**What is being asked**. Write out the records again, requests included, beginning at the line that contains "Where can you see the support column" and stopping at the end of the records. Add 100 to every x and y coordinate in the answers.

(A run of records)

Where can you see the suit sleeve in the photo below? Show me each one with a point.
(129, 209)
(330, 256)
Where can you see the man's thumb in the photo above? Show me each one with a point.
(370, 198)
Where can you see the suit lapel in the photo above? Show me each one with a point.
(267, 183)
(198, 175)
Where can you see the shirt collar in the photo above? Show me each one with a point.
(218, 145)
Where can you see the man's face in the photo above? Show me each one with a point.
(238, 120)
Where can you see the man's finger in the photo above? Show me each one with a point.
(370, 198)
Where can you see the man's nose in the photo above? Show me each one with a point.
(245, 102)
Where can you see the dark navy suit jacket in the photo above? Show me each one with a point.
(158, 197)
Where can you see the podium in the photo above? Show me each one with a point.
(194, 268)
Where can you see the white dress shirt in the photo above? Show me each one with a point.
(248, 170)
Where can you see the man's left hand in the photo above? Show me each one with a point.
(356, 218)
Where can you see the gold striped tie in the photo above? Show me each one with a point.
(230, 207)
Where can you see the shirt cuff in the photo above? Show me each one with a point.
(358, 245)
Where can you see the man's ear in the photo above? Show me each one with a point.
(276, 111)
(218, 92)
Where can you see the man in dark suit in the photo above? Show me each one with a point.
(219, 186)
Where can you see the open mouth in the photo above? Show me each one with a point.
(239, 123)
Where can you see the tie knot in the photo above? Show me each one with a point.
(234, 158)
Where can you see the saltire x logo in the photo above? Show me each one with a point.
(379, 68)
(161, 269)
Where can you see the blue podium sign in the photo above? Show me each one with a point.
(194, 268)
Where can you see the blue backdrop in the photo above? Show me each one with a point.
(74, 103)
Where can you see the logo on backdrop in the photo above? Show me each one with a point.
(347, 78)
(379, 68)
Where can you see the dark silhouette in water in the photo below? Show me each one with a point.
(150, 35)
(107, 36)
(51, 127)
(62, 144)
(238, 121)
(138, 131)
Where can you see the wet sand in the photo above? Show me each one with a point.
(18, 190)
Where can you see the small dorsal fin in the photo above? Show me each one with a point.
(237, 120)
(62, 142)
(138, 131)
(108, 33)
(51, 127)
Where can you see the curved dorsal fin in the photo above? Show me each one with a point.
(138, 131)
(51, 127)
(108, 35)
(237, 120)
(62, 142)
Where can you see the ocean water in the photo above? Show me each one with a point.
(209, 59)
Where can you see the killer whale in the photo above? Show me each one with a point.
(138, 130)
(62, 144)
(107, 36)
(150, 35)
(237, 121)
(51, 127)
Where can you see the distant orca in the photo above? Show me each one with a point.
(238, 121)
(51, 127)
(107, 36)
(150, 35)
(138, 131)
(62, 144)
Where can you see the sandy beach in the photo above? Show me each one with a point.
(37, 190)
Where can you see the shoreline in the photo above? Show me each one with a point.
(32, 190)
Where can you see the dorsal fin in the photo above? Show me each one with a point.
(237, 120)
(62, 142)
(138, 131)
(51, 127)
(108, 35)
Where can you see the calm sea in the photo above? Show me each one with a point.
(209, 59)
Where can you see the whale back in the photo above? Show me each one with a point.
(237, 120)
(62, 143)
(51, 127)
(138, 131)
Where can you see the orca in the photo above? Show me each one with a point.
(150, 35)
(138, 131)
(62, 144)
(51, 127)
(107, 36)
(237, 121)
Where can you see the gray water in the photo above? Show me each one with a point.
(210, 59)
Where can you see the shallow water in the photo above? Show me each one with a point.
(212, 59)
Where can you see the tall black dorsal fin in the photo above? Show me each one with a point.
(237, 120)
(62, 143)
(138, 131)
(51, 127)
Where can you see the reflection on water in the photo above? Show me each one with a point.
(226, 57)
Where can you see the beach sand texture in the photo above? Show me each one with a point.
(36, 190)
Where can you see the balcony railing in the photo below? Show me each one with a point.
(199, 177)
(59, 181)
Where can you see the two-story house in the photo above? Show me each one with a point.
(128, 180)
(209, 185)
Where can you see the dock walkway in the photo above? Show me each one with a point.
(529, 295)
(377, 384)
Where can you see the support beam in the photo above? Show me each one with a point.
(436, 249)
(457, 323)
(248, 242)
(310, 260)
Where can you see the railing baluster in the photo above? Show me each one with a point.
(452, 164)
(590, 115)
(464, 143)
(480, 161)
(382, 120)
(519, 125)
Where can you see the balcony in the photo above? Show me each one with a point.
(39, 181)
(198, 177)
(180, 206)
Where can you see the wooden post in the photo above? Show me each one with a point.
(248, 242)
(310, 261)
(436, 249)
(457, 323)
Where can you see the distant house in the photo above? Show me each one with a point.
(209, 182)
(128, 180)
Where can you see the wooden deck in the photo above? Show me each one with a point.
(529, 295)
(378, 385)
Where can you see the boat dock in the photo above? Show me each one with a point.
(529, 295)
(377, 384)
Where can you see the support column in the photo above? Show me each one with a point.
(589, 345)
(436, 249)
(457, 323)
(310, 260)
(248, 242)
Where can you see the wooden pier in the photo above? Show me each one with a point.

**Exercise answer**.
Where can you see the support column in the photo above? Show me each one with a point.
(689, 445)
(536, 349)
(557, 423)
(410, 360)
(348, 342)
Where can you see the wooden pier in the photo above? Show me each one with a point.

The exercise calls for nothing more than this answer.